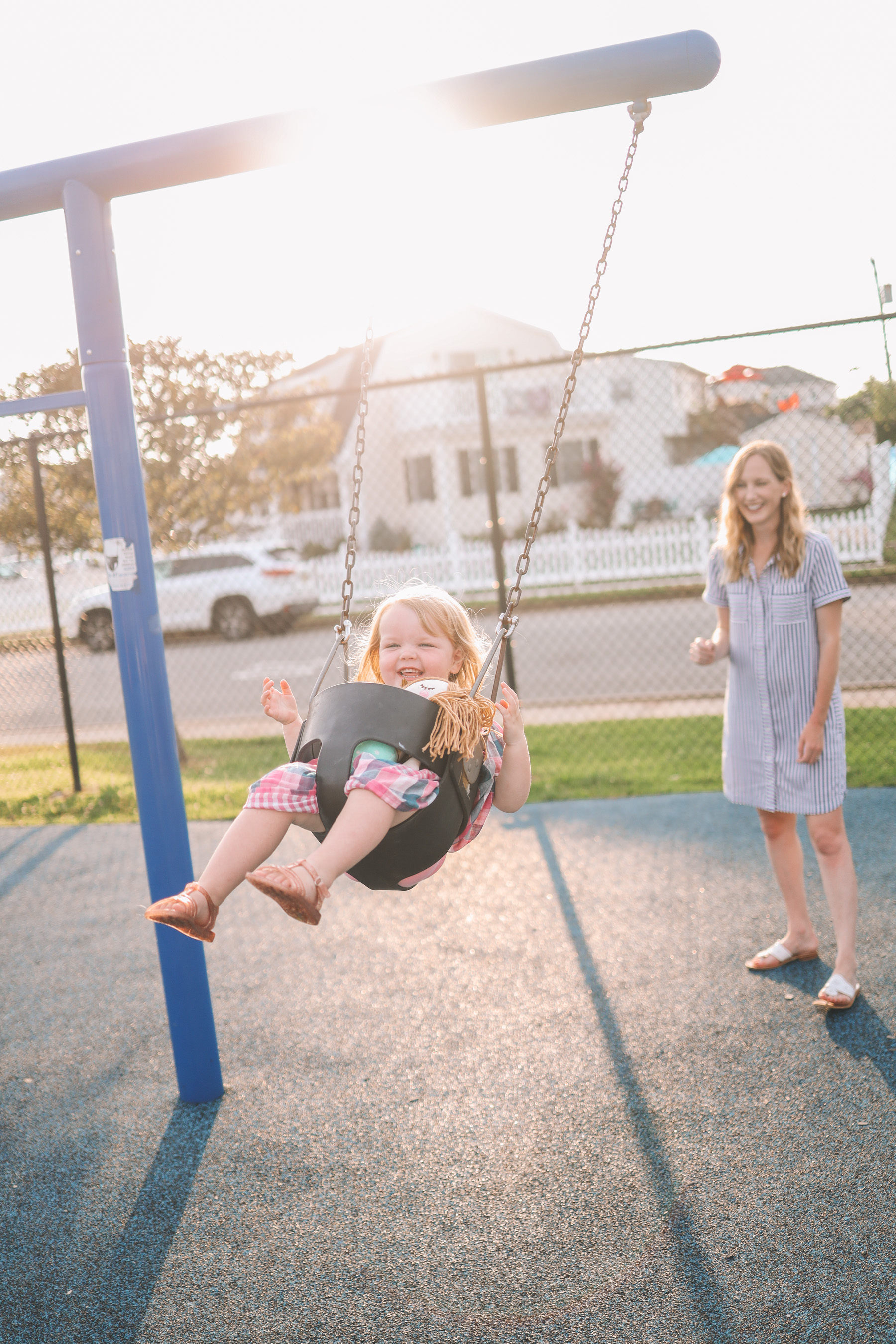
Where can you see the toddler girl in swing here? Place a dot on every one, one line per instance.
(418, 635)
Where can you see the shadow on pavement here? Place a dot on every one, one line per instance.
(129, 1272)
(691, 1258)
(859, 1030)
(57, 839)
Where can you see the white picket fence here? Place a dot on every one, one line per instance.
(581, 557)
(574, 558)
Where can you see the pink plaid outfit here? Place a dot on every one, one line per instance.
(293, 786)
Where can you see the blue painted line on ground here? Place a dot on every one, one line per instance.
(24, 870)
(693, 1262)
(26, 835)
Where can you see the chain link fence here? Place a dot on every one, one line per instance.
(610, 602)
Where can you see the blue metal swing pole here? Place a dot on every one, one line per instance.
(141, 656)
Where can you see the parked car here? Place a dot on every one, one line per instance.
(230, 592)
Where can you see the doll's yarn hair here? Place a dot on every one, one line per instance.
(735, 533)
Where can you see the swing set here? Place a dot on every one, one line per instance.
(344, 715)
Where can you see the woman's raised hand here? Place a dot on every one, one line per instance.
(703, 651)
(511, 714)
(278, 705)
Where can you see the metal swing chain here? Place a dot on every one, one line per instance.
(639, 111)
(344, 628)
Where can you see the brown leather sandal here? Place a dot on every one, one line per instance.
(182, 913)
(283, 885)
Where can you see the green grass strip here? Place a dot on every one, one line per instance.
(609, 760)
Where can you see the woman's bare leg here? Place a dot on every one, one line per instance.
(359, 828)
(829, 840)
(250, 840)
(786, 855)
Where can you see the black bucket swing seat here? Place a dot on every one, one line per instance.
(339, 719)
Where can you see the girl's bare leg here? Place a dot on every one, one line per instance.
(786, 855)
(359, 828)
(839, 880)
(250, 840)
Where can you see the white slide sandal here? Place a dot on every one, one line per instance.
(837, 986)
(782, 957)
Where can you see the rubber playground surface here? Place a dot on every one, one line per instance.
(538, 1100)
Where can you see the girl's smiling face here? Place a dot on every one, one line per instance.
(758, 494)
(408, 652)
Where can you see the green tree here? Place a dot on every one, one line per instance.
(202, 473)
(872, 402)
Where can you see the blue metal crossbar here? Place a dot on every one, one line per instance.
(649, 69)
(84, 186)
(51, 402)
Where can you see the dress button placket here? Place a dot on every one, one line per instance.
(760, 639)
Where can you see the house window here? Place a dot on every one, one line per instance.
(418, 479)
(319, 494)
(574, 460)
(472, 471)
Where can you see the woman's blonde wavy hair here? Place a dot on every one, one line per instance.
(439, 613)
(735, 533)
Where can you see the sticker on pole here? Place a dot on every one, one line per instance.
(121, 563)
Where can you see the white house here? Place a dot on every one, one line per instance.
(422, 467)
(424, 460)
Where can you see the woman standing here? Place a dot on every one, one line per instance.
(780, 593)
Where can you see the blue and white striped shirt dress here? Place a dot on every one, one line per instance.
(773, 682)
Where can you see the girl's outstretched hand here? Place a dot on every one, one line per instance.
(511, 714)
(703, 651)
(278, 705)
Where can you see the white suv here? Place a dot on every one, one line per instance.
(226, 590)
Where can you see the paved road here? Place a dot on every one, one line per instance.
(539, 1100)
(621, 651)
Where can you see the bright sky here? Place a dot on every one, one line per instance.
(755, 202)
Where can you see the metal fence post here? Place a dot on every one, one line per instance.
(141, 656)
(497, 531)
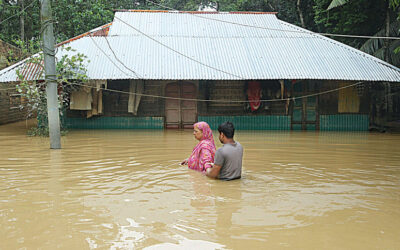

━━━━

→ **WORK TO BE COMPLETED**
Gather every line in the rows above that contains the word "hair" and copy each one in full.

→ **FULL ANSWER**
Where can you see the doll's yarn hair here? Place a dot on every one, one line per instance.
Where can you see the woman's blonde wavy hair here? Place a dot on every one, one line per instance.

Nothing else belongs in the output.